Data excerpts:
'''
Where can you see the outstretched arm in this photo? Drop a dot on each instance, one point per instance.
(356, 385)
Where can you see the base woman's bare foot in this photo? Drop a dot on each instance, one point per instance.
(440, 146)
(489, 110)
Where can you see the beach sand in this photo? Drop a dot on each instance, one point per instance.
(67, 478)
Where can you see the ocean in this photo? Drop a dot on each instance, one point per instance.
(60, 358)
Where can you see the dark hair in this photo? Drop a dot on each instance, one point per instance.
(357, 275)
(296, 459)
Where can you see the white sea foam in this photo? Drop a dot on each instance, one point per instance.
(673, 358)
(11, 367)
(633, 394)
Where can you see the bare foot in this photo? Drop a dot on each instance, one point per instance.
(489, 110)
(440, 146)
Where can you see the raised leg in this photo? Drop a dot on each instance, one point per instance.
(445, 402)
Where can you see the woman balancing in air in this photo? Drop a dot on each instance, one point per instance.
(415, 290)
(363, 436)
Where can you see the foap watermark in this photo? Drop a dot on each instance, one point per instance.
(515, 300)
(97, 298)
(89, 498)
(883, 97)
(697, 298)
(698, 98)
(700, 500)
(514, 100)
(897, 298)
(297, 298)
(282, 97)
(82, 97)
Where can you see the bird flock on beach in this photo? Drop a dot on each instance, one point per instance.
'''
TASK REQUIREMENTS
Could you set down exactly the lines from the one containing "Where can you see the foap" through the last line of the records above, both included?

EXERCISE SOLUTION
Where can you see the foap watermark in this photo? Drop a dot on each instance, one point per instance.
(515, 300)
(97, 298)
(89, 498)
(883, 97)
(697, 298)
(698, 98)
(700, 500)
(514, 100)
(897, 298)
(297, 298)
(282, 97)
(82, 97)
Where can you see the bird flock on beach in this photo? Drop a dot on each instance, one point per instance.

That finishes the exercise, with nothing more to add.